Exercice proposé: Reproduisez sans aucune modification l'ensemble des lignes de données qui suivent.

Lignes enregistrées:
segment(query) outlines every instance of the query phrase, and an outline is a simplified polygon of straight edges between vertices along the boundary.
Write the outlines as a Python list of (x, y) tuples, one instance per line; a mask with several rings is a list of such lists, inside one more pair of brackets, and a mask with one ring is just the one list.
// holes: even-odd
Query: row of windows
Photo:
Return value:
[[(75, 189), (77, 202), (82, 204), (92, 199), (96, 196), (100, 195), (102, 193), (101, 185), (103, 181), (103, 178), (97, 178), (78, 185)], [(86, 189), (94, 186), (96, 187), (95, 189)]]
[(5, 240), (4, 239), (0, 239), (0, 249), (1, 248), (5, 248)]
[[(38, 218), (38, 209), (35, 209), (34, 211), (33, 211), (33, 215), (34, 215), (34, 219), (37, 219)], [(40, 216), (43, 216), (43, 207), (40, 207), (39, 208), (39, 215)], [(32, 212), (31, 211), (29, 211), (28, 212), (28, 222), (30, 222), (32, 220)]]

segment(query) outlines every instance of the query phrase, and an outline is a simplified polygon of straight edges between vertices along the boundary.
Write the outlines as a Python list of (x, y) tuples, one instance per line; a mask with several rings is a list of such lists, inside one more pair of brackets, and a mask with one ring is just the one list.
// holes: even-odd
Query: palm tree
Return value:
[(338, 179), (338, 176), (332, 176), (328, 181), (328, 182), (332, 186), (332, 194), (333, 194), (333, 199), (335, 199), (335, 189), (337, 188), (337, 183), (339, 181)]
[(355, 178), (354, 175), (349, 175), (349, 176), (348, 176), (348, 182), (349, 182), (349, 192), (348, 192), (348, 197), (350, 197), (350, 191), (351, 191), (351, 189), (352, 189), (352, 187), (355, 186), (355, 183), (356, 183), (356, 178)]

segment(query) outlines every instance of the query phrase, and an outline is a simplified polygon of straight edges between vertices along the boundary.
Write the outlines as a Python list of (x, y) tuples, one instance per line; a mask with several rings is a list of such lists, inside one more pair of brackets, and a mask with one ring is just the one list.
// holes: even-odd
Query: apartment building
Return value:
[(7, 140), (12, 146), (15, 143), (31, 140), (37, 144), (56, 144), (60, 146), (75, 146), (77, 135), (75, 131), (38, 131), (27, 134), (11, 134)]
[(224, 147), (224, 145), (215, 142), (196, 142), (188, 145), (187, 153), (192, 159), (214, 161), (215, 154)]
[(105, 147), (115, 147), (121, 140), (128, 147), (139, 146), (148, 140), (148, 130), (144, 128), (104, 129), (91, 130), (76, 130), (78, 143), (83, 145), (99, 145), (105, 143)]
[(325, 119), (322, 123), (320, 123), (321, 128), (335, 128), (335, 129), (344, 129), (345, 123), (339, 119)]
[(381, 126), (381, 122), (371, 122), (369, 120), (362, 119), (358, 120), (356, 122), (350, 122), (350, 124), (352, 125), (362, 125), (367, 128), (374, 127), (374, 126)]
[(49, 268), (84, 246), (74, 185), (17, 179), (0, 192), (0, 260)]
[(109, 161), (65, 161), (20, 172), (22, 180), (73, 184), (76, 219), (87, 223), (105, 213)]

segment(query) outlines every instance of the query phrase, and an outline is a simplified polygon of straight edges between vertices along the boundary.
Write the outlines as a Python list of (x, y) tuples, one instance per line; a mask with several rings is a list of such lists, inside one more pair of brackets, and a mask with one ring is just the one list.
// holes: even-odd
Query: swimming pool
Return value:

Réponse attendue:
segment(query) outlines every instance of the query phrase, and an outline is a simplified polygon of straight edges between vertices along the boundary.
Write the outlines as a Python list of (x, y) tuples, one instance per line; a mask with several rings is a list of such lists, inside one more pair of brackets, and a mask with one ring is just the one list.
// holes: even-odd
Query: row of windows
Photo:
Return value:
[[(75, 189), (77, 202), (82, 204), (92, 199), (96, 196), (100, 195), (102, 193), (101, 185), (103, 181), (103, 178), (97, 178), (78, 185)], [(86, 189), (94, 186), (96, 187), (95, 189)]]
[(5, 240), (4, 239), (0, 239), (0, 249), (1, 248), (5, 248)]
[[(38, 218), (38, 209), (35, 209), (34, 211), (33, 211), (33, 215), (34, 215), (34, 219), (37, 219)], [(40, 216), (43, 216), (43, 207), (40, 207), (39, 208), (39, 215)], [(32, 212), (31, 211), (29, 211), (28, 212), (28, 222), (30, 222), (32, 220)]]

segment(query) outlines every instance of the query phrase, and an outline is a simplified polygon of straight edges between vertices along the boundary.
Write the outlines as a Python list of (x, y) tuples, one instance per line; a mask with several rings is a list of such lists, inside one more pair of brackets, and a mask with one ring is just the one list.
// holes: even-odd
Query: palm tree
Return value:
[(338, 179), (338, 176), (332, 176), (328, 181), (328, 182), (332, 186), (332, 194), (333, 194), (333, 199), (335, 199), (335, 189), (337, 188), (337, 183), (339, 181)]
[(355, 178), (354, 175), (349, 175), (349, 176), (348, 176), (348, 182), (349, 182), (349, 192), (348, 192), (348, 197), (350, 197), (350, 191), (351, 191), (351, 189), (352, 189), (352, 187), (355, 186), (355, 183), (356, 183), (356, 178)]

segment(query) outlines every instance of the query phrase, and an outline is a simplified polygon of straight edges between vertices along the boundary.
Write the outlines as a Python list of (x, y) tuples, one instance per line; a mask with several rings is a list of such lists, inside one more pair of brackets, and a mask with one ring is just the one list.
// holes: even-odd
Query: apartment building
Return value:
[(7, 140), (12, 146), (15, 143), (31, 140), (37, 144), (56, 144), (60, 146), (75, 146), (77, 135), (75, 131), (38, 131), (27, 134), (11, 134)]
[(224, 147), (224, 145), (215, 142), (196, 142), (188, 145), (187, 153), (192, 159), (214, 161), (215, 154)]
[(105, 147), (115, 147), (121, 140), (128, 147), (139, 146), (148, 140), (148, 130), (144, 128), (104, 129), (91, 130), (76, 130), (78, 143), (83, 145), (99, 145), (105, 143)]
[(325, 119), (322, 123), (320, 123), (321, 128), (335, 128), (335, 129), (344, 129), (345, 123), (339, 119)]
[(381, 126), (381, 122), (371, 122), (369, 120), (362, 119), (358, 120), (356, 122), (350, 122), (350, 124), (352, 125), (362, 125), (367, 128), (374, 127), (374, 126)]
[(49, 268), (84, 246), (74, 185), (17, 179), (0, 192), (0, 260)]
[(109, 161), (65, 161), (20, 172), (22, 180), (73, 184), (76, 219), (87, 223), (105, 213)]

segment(query) outlines every instance of the query phrase, and an outline is a simplified polygon of straight edges between vertices along the boundary.
Write the outlines as a Python list of (x, y) tuples, one instance per line; a mask with several rings is a list of such lists, inside one more pair of brackets, and a mask with one ring is just the one list.
// holes: even-odd
Query: swimming pool
Return value:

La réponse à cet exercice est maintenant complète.